* **Excerpt provided**
========

# torch.use_deterministic_algorithms

A simple tool to help write reproducible PyTorch applications.

## Why do we care about reproducibility?

PyTorch is often used to train and run models to make decisions. Imagine that you create a model that can sometimes make different decisions given the same exact initial state (same platform, evironment, inputs, random seeds, etc.). Furthermore, imagine that each time you train the model with the same set of training data, the trained weights in the model are slightly different each time. In an extreme example of a self-driving car, this extra variability could increase the chances of an accident.

Simply put, a reproducible application is a better application. (However, in many cases, the benefits may not outweigh the performance costs. It depends on the application.)

## What kinds of algorithms are nondeterministic?

There are many examples, but I'll explain one: an algorithm that adds a bunch of floating point numbers together. If the numbers are summed in a different order each time, we can get a different result.

Below, we calculate the total sum of all the numbers in `a` and `b` three different ways. Each method gives a slightly different result.


In [1]:
a = [1e-30] * 10000
b = [1e-29] * 10000

separate_sum = sum(a) + sum(b)
combined_sum = sum(a + b)
interleaved_sum = sum([a_el + b_el for a_el, b_el in zip(a, b)])

print(separate_sum)
print(combined_sum)
print(interleaved_sum)

1.100000000000168e-25
1.1000000000002118e-25
1.0999999999998715e-25


One way nondeterministic summing could happen in a real application is if a large calculation is split up into multiple threads. Both the way the work is split up and the way the results are combined at the end could vary if those decisions are left to the system software. For instance, to save time, the system may decide to combine a given thread's result as soon as it is available, rather than prescribing a specific order.


## How do we guarantee reproducibility?

========

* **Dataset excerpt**
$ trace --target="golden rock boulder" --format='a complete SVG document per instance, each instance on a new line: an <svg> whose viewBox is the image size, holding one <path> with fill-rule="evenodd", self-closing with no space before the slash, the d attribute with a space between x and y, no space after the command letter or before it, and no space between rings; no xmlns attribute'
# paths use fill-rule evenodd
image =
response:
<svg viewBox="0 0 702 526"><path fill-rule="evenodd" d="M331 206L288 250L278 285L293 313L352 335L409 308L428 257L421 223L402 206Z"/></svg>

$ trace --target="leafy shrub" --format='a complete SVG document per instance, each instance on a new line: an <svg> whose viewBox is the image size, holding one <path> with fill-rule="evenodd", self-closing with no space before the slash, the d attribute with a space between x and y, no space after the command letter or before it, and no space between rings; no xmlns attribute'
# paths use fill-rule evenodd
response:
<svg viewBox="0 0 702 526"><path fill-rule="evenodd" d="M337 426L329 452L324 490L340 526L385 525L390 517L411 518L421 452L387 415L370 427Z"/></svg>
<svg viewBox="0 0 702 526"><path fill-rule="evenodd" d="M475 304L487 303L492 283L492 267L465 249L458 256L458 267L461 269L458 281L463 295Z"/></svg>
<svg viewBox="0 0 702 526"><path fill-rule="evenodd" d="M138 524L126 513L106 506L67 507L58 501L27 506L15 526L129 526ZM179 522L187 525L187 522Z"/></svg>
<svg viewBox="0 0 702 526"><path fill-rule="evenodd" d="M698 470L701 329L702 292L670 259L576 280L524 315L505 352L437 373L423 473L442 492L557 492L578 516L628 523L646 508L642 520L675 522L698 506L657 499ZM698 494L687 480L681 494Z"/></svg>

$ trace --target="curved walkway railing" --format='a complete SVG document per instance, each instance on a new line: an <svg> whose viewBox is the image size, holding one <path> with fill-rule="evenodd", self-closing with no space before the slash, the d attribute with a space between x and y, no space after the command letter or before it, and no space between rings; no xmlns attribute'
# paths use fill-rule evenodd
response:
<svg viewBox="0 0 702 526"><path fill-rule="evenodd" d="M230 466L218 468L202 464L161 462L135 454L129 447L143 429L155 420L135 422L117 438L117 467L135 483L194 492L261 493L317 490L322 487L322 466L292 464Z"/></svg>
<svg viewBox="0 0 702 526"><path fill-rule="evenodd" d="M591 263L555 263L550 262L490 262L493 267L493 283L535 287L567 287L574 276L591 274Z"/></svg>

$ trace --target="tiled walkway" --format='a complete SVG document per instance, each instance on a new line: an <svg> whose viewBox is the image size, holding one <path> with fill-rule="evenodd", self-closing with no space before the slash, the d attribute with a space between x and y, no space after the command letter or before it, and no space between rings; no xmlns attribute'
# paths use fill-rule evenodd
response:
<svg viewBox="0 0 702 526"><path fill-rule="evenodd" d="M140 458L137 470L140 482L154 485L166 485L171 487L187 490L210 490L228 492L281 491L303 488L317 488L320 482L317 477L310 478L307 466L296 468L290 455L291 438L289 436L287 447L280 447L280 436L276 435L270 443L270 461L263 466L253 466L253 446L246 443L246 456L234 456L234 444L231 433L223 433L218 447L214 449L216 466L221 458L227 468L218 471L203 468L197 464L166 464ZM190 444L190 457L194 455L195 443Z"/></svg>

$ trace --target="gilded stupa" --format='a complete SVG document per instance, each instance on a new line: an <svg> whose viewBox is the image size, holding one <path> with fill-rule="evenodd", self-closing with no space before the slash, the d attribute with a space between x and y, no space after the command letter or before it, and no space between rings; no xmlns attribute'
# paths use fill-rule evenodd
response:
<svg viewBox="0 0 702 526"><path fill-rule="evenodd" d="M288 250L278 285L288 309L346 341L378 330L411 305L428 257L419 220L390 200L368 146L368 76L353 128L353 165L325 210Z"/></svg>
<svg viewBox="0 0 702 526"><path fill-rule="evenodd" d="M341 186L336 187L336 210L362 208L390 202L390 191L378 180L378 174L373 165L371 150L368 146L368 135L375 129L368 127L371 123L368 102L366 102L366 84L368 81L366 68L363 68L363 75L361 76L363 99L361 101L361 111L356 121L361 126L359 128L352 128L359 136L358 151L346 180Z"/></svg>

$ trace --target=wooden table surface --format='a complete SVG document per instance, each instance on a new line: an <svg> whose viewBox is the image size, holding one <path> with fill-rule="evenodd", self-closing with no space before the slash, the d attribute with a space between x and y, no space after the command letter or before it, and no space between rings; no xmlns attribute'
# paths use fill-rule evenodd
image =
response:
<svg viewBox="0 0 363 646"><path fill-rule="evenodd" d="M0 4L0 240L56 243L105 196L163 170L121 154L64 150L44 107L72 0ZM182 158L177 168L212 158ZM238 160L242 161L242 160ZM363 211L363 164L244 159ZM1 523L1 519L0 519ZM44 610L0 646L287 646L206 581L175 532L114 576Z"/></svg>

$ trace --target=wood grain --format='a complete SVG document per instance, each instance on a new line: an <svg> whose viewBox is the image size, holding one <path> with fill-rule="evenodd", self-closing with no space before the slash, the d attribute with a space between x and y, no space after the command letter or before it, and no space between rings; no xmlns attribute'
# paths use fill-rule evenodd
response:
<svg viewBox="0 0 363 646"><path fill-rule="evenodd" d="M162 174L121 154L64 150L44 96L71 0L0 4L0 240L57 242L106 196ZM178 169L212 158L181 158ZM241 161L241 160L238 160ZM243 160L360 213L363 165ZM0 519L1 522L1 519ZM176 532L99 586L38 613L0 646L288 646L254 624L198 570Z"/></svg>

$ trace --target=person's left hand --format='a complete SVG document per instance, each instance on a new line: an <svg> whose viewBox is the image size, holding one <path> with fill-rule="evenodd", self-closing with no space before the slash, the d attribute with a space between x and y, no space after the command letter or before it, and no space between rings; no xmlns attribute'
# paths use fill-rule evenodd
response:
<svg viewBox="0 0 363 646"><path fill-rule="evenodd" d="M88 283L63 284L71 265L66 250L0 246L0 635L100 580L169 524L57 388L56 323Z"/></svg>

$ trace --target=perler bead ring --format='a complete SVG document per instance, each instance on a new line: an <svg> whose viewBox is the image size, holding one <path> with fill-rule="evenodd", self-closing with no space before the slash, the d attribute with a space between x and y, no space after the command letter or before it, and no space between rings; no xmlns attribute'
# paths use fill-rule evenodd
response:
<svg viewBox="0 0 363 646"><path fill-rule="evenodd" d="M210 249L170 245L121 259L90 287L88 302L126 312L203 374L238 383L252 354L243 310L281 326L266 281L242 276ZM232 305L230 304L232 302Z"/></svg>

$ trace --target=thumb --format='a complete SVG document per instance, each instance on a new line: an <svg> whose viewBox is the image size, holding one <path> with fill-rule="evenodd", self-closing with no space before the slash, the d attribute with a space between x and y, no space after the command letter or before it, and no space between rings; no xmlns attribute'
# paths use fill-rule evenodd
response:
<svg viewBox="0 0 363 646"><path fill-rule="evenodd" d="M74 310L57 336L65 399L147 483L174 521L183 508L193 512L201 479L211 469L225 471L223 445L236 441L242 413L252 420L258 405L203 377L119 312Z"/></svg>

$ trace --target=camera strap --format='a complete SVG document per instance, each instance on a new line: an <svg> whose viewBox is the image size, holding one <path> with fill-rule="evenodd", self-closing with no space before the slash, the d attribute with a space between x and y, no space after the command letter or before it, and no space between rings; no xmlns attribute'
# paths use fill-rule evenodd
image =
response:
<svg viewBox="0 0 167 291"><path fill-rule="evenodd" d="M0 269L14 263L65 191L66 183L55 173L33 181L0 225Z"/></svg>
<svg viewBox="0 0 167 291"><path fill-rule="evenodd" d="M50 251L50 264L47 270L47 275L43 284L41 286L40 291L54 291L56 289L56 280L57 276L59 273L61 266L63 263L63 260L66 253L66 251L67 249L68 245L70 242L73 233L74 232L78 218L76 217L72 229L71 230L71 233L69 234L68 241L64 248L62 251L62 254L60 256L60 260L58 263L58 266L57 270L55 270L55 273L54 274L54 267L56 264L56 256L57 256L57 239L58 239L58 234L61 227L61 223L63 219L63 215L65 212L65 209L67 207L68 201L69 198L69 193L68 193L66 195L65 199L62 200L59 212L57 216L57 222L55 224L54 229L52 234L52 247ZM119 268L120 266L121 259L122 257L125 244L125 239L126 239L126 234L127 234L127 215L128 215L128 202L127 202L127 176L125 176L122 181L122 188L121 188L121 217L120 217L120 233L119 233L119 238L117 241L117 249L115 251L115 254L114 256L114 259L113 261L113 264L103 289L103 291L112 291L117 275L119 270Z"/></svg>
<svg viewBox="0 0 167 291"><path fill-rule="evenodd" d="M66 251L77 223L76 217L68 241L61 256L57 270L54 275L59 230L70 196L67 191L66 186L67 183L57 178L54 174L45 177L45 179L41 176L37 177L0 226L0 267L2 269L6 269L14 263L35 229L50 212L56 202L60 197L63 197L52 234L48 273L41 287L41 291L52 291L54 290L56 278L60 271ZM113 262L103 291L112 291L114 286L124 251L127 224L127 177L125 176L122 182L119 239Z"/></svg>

========

* **Given task**
In the PyTorch reproducibility page above, what extreme example is given of a case where extra variability could increase the chances of an accident?

* **Exercise result**
A self-driving car.